═══ Supplied records

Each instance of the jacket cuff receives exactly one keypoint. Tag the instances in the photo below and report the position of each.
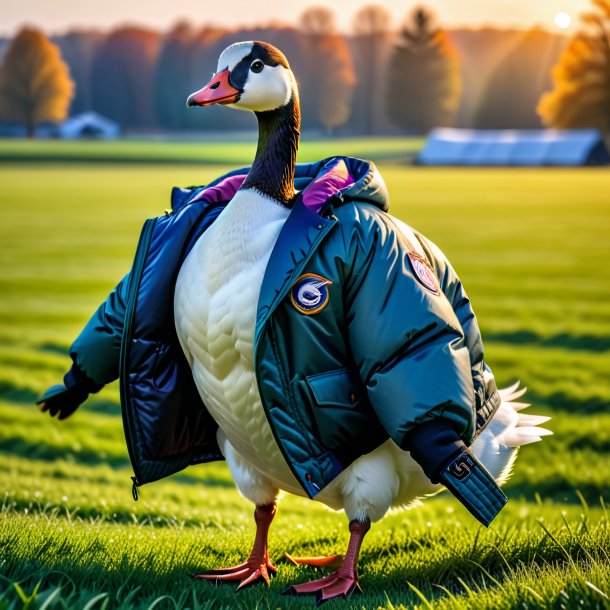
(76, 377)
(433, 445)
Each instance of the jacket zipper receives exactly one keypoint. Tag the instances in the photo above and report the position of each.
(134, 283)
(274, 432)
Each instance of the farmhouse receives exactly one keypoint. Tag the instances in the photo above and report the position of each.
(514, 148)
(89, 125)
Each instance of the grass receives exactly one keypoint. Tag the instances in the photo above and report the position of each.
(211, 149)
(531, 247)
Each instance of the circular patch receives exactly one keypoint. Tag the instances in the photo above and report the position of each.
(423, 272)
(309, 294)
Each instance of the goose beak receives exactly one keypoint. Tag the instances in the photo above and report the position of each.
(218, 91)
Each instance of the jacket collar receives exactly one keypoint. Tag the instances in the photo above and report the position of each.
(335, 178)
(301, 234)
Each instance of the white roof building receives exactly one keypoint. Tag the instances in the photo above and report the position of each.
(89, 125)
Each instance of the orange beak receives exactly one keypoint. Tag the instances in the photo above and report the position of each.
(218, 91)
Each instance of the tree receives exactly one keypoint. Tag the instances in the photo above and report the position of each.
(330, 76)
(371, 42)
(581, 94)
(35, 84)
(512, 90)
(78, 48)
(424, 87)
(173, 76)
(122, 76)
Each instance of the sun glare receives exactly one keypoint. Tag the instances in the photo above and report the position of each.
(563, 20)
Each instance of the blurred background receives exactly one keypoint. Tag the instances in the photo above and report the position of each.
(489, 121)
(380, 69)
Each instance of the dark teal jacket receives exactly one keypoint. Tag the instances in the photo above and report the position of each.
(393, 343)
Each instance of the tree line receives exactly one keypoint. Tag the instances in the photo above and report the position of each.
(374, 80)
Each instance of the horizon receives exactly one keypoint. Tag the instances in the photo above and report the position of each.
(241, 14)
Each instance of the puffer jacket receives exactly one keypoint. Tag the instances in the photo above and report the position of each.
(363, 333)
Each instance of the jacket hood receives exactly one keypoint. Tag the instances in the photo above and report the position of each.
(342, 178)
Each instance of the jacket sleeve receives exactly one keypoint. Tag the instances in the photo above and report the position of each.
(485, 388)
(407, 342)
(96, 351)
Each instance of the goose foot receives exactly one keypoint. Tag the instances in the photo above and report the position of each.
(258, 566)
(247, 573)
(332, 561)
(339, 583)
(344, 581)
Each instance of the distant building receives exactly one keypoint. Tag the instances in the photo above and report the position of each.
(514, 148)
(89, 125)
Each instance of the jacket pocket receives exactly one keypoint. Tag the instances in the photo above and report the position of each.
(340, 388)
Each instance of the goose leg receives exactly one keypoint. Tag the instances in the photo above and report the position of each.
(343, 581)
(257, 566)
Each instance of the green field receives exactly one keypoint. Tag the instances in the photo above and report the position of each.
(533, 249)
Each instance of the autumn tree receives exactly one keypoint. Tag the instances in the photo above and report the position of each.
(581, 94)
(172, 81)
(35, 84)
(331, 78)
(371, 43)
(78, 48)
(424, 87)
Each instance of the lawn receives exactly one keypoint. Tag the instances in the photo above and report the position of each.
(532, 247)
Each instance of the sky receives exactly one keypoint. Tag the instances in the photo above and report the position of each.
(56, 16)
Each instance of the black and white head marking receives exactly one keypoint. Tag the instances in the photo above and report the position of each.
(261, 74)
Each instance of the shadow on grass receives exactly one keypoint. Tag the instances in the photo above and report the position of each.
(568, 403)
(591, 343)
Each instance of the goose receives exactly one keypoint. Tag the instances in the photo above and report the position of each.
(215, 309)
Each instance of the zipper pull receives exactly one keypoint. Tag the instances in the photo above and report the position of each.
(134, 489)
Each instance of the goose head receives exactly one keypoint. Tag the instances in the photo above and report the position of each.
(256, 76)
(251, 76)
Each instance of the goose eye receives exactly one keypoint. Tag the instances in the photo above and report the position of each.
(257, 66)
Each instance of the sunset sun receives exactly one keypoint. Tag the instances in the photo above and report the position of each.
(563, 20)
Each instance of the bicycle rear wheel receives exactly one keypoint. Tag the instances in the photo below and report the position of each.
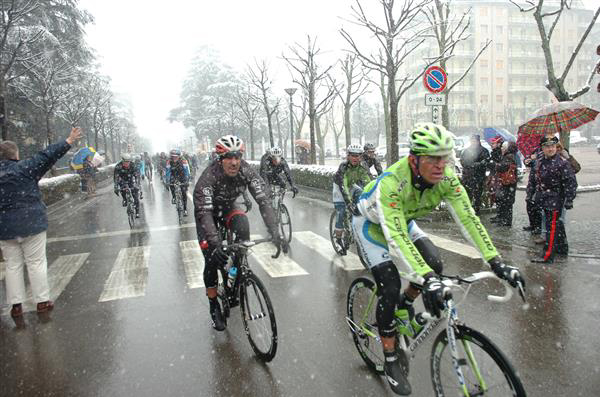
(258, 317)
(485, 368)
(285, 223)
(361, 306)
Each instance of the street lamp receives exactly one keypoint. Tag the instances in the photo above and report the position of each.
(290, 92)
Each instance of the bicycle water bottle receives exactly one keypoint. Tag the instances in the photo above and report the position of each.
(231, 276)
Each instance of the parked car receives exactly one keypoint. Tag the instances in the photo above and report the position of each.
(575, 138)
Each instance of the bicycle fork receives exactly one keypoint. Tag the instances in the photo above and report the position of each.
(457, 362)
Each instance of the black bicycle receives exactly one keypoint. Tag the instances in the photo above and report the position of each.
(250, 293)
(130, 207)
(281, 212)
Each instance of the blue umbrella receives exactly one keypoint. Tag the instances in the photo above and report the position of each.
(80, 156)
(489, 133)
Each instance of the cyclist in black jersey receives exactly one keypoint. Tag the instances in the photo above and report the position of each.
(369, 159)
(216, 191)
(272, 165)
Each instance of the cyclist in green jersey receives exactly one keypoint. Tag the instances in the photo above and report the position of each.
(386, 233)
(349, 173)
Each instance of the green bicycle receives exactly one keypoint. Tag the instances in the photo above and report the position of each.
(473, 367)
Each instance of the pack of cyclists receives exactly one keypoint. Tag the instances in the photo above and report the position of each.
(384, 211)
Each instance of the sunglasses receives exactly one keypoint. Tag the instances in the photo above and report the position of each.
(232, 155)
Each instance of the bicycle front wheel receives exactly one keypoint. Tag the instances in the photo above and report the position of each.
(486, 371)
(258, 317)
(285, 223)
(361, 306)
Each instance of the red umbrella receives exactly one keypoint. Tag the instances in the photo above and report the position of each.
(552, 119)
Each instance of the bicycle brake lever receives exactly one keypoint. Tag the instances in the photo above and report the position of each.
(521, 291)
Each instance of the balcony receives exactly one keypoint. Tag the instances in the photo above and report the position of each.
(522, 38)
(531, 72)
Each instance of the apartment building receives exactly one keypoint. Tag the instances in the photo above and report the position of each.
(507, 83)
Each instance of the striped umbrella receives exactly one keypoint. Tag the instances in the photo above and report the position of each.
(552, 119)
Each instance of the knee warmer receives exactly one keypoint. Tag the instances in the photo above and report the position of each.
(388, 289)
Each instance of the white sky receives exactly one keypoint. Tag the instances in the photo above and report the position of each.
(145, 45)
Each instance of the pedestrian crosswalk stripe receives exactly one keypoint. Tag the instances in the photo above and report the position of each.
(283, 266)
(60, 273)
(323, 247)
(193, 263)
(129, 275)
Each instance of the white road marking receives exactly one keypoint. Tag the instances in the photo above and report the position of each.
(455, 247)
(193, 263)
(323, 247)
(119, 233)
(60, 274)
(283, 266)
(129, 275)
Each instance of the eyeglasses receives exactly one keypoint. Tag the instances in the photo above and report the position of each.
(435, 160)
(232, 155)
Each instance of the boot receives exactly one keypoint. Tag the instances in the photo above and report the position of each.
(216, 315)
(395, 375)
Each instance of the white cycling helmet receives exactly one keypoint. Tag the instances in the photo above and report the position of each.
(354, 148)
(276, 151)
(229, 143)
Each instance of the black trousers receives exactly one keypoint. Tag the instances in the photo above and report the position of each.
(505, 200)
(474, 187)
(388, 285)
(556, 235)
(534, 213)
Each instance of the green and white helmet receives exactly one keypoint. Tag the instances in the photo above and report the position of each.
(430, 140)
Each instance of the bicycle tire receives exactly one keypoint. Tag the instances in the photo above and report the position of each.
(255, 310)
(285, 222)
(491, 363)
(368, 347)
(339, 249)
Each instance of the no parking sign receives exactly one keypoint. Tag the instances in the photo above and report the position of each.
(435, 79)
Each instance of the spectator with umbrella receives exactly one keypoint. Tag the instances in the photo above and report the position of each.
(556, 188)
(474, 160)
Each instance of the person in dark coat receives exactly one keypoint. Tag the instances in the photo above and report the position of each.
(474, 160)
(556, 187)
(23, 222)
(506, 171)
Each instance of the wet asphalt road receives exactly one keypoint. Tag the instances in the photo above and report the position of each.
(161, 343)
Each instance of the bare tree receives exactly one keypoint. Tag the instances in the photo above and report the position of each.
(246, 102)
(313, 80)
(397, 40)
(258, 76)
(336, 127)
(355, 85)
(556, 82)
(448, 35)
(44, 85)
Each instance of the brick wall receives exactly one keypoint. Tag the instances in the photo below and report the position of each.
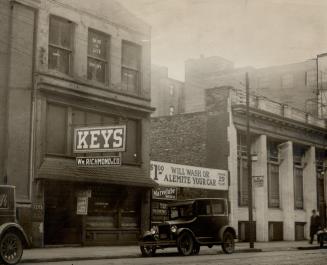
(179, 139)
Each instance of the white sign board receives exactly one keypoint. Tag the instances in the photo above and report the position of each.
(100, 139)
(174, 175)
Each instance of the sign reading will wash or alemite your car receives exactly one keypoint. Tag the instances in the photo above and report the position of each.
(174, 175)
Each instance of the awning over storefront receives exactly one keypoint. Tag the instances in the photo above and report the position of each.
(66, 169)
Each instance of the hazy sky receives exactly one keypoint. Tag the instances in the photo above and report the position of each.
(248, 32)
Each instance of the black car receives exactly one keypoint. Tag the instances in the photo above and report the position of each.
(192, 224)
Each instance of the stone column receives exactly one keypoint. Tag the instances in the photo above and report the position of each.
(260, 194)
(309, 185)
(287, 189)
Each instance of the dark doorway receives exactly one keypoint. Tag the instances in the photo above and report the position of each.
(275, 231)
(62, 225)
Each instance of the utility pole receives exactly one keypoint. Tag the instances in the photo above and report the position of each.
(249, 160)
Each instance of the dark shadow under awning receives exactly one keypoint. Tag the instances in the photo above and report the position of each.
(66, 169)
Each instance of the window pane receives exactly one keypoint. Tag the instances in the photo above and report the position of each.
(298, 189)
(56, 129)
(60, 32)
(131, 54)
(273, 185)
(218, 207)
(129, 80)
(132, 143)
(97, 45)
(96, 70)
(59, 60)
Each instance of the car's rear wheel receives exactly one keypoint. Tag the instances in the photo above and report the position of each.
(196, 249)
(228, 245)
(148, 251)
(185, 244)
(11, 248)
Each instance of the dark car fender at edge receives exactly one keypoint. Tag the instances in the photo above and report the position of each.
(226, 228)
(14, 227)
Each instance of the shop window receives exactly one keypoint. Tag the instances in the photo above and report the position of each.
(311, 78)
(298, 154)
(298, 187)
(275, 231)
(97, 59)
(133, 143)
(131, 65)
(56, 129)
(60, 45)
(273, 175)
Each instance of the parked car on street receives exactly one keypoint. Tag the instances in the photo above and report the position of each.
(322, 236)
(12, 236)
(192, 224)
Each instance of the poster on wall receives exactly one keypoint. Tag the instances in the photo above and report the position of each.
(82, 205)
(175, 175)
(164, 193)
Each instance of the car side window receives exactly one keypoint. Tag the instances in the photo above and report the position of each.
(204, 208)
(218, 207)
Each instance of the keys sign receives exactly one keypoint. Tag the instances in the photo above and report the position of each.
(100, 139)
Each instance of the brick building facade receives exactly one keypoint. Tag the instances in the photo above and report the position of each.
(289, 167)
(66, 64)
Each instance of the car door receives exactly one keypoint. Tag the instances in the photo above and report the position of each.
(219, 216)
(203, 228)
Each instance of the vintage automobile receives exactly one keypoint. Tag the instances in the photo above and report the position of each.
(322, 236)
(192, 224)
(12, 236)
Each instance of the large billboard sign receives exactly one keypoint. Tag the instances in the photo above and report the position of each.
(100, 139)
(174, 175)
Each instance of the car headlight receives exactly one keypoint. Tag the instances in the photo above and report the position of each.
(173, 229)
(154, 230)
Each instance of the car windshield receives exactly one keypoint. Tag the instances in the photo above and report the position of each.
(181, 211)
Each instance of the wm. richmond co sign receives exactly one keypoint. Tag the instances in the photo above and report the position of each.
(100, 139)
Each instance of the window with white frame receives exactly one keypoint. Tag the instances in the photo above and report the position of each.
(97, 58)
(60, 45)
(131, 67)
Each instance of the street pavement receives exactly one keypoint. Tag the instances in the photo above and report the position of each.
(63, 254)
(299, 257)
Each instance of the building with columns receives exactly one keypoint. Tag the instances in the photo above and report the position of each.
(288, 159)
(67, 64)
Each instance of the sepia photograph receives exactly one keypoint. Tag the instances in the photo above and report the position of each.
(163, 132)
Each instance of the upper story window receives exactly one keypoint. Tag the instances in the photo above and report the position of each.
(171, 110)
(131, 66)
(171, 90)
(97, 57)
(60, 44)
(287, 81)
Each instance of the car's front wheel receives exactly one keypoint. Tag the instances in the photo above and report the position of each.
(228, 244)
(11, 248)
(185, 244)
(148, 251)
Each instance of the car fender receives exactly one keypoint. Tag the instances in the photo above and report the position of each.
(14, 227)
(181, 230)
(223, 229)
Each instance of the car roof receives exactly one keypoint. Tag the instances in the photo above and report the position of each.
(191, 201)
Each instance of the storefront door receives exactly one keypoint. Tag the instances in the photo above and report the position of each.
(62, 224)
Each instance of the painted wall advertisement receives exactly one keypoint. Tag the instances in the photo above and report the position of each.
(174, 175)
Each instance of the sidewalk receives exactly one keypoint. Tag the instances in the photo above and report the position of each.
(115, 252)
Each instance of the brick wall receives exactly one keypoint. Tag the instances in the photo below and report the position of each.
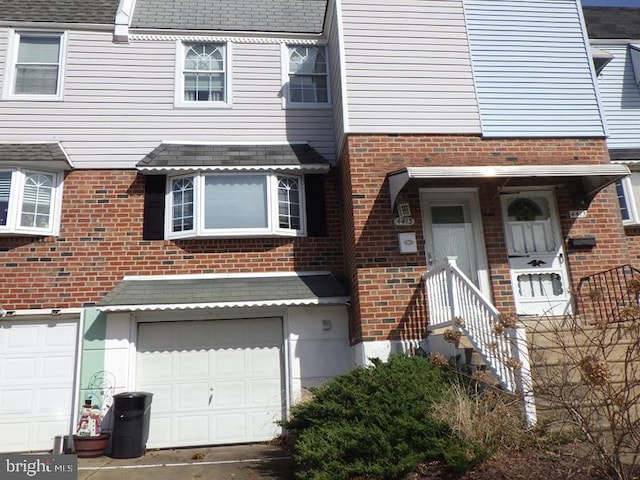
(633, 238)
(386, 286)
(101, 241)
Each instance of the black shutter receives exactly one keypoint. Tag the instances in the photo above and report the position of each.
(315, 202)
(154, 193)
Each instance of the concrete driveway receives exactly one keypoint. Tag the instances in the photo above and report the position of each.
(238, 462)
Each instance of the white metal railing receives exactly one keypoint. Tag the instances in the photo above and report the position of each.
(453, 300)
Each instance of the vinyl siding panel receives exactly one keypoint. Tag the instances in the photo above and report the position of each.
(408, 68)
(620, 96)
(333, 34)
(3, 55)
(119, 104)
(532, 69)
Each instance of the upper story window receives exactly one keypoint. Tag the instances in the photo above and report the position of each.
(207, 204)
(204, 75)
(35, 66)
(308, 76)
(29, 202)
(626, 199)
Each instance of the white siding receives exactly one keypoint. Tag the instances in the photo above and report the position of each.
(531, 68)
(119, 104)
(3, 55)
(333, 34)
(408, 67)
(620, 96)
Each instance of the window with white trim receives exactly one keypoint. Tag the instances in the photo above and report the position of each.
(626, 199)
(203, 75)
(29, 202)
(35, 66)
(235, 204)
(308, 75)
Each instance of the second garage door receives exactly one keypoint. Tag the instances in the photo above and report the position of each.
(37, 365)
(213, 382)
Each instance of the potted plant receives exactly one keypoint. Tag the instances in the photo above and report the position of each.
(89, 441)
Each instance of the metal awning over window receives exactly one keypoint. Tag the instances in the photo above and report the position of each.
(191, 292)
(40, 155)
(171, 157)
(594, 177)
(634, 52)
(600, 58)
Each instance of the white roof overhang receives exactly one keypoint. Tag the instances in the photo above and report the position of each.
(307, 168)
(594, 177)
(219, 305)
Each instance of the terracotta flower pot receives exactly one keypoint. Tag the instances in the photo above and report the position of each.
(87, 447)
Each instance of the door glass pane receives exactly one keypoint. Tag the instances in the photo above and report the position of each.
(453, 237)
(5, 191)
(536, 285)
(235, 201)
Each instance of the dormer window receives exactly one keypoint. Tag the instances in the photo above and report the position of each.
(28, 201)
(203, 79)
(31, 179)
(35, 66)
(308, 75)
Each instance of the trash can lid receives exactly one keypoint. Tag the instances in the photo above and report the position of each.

══════

• Stated problem
Make an exact copy of every line from the one with "Each instance of the white roof overhang" to the end of the data, with the first and last of those lines included.

• Correct result
Each instance of the white roof overhang receives exactly one keypoint. Tag the instances in the photo above and report the position of each.
(307, 168)
(594, 177)
(219, 305)
Each instance of the terracotta flower pot receives exactly one keypoint. Tag the instances in the photo above and report the position of each.
(87, 447)
Each instance of the door glass pane receives exactly one keypoint. Tag the instances in the photo above and report the position of each.
(453, 237)
(5, 191)
(536, 285)
(235, 201)
Each instance of the dormer window receives exactly one keypoint. Tag the instances in the photo above and report the position of each.
(28, 201)
(203, 79)
(31, 179)
(35, 66)
(308, 75)
Each instance of the trash can lid receives exactly one keypoint. Tag the instances in the photo above and report the position of each.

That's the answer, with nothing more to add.